HOW TO COMPLETE THIS TASK:
Under this line are the records; write out word for word the part that begins at the line containing "# each point looks like point(443, 84)" and ends at the line containing "# each point looks like point(474, 150)", and no more.

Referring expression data
════════
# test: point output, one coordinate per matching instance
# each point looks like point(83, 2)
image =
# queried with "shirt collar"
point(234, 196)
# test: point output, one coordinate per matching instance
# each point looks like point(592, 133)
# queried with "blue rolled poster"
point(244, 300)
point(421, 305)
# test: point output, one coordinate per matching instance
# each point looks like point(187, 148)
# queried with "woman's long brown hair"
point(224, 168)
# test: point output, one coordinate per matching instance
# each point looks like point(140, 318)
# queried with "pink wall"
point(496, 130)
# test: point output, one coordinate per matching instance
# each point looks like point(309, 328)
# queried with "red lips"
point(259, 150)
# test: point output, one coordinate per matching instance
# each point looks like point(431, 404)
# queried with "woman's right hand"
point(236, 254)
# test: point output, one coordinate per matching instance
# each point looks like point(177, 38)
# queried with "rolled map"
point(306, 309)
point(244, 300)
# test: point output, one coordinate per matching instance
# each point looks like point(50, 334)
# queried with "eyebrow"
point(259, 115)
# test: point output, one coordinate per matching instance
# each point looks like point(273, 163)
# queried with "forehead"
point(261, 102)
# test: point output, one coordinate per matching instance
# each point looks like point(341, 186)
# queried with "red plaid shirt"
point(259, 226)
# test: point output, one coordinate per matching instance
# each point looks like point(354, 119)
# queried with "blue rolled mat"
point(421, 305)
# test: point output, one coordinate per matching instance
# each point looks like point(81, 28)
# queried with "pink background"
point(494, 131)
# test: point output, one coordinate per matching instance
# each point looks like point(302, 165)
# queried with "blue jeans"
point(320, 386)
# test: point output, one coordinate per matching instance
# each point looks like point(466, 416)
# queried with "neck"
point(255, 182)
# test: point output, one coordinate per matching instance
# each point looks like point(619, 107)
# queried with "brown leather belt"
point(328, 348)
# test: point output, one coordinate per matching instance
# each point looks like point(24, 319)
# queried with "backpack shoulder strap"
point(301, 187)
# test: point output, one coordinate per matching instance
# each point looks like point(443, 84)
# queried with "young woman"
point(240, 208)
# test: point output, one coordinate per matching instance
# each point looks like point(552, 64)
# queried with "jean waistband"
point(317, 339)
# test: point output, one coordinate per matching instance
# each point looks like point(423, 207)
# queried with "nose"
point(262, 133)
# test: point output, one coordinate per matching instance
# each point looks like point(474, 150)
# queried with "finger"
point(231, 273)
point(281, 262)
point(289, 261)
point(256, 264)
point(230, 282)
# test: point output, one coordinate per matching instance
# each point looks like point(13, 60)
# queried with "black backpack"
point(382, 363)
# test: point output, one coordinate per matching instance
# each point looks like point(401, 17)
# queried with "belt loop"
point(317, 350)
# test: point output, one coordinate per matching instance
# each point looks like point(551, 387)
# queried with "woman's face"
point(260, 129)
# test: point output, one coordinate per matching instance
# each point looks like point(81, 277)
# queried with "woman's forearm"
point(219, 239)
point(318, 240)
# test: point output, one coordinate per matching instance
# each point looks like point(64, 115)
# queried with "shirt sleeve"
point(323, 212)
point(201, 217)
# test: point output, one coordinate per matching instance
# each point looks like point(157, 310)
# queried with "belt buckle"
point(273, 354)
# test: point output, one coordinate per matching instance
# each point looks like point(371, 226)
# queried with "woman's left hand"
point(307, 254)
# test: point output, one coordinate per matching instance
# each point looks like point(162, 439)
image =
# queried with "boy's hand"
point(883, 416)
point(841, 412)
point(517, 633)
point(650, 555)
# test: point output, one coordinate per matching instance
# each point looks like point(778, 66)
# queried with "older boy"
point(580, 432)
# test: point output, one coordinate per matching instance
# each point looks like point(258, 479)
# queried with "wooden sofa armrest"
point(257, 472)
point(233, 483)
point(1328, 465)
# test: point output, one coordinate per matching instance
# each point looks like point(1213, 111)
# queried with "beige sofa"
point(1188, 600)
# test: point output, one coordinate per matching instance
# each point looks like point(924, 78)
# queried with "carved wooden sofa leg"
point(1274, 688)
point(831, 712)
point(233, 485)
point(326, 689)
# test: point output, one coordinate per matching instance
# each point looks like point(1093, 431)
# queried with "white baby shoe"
════════
ANSWER AREA:
# each point looks like point(443, 84)
# queried with "young woman"
point(240, 208)
# test: point output, one coordinate per matching instance
# each point looks like point(552, 64)
# queried with "jean waistband"
point(317, 339)
# test: point output, one coordinate per matching instance
# each point looks like point(423, 207)
# queried with "nose"
point(262, 133)
# test: point output, one coordinate per matching instance
# each point looks like point(474, 150)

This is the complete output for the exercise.